Rewrite the part of the records below that opens with the line containing "Task: place one keypoint per instance of the blue sky" and runs through the end of the records, both ends included, keeping the requests unchanged but multiplying every coordinate in the answers by 1.65 and rounding to whole numbers, with halves rounded up. Leave the pictures out of your answer.

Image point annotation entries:
══════════

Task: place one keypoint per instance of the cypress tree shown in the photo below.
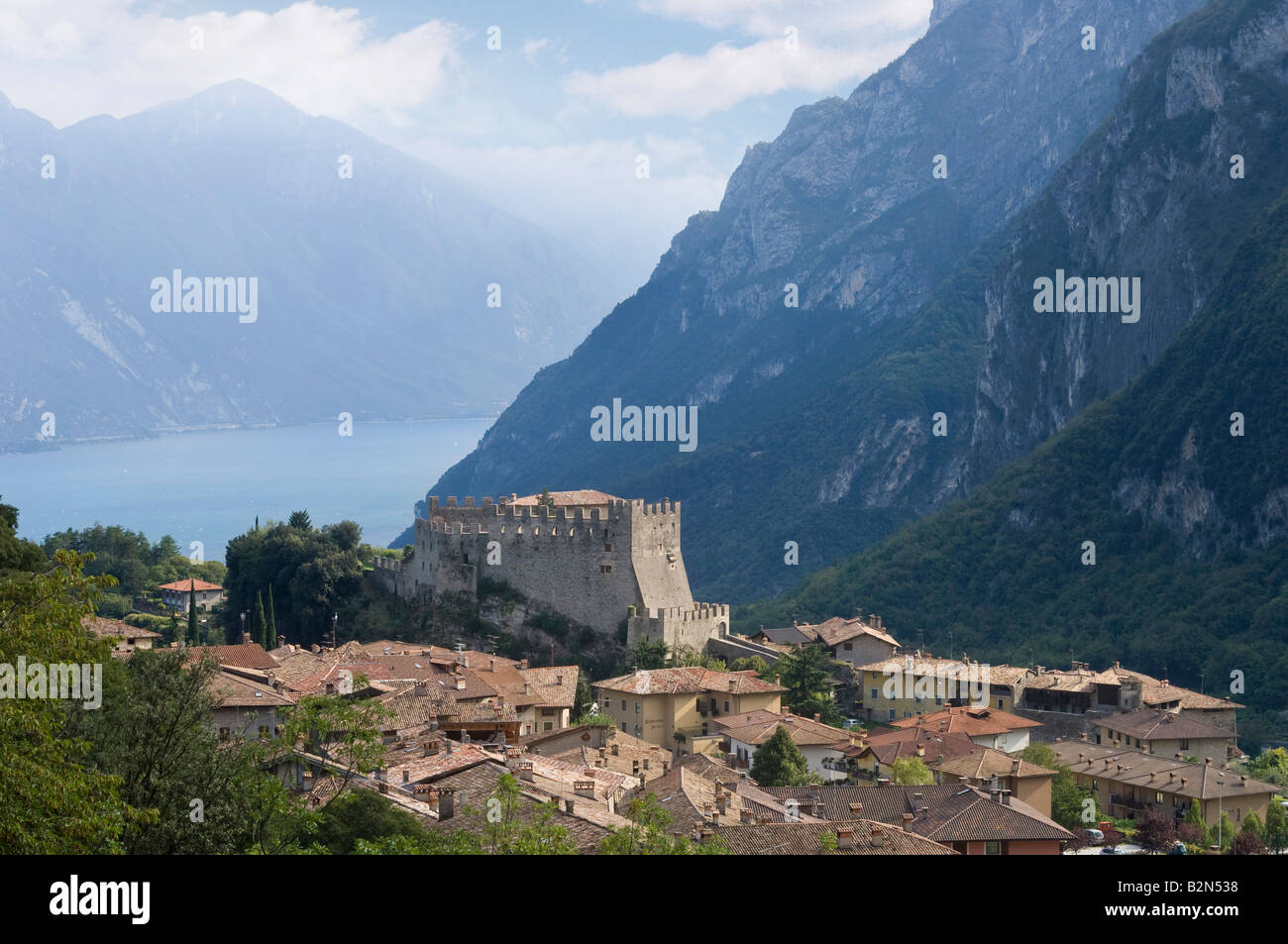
(259, 627)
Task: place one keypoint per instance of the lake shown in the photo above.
(209, 485)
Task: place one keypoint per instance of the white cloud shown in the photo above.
(88, 56)
(695, 86)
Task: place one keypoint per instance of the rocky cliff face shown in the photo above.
(1163, 193)
(827, 407)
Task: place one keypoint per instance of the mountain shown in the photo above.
(815, 421)
(373, 288)
(1147, 475)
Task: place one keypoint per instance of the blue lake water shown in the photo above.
(209, 485)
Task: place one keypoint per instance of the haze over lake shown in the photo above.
(209, 485)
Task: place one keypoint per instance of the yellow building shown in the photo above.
(677, 707)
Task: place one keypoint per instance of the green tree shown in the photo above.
(1276, 826)
(1069, 802)
(649, 653)
(51, 801)
(193, 627)
(649, 833)
(259, 625)
(271, 621)
(750, 664)
(780, 763)
(364, 814)
(806, 674)
(911, 772)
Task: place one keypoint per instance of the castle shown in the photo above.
(593, 558)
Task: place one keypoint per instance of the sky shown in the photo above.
(544, 107)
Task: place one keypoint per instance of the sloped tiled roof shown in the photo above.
(1153, 724)
(688, 681)
(853, 837)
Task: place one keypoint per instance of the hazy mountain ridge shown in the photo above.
(373, 290)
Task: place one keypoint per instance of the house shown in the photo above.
(1166, 733)
(677, 707)
(245, 708)
(822, 745)
(988, 768)
(986, 726)
(905, 684)
(842, 837)
(1127, 782)
(596, 746)
(124, 636)
(176, 595)
(958, 816)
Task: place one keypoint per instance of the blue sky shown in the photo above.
(549, 127)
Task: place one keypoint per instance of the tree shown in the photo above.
(1070, 802)
(1155, 831)
(649, 653)
(911, 772)
(51, 800)
(1039, 754)
(193, 629)
(750, 664)
(154, 732)
(1197, 831)
(780, 763)
(1250, 839)
(259, 625)
(806, 675)
(271, 620)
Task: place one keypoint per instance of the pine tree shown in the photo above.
(193, 629)
(259, 626)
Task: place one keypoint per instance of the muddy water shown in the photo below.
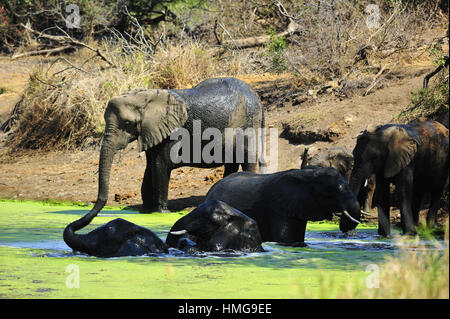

══════════

§ THE RESULT:
Task: place one keypoint per instance of the blue sky shown in the photo above.
(906, 210)
Task: place one keypoint per instance of the tree shown in the photo above.
(1766, 1323)
(1906, 1371)
(1071, 1077)
(1503, 1274)
(84, 1320)
(1714, 1244)
(318, 1038)
(1238, 1096)
(254, 1208)
(1975, 1371)
(1287, 1259)
(2063, 1384)
(427, 1031)
(1330, 1114)
(447, 1023)
Task: place one keypoint per instance of the pine tree shown in the photo above.
(318, 1038)
(427, 1033)
Task: place one keypoint per instance of the muddy water shown in the photo below.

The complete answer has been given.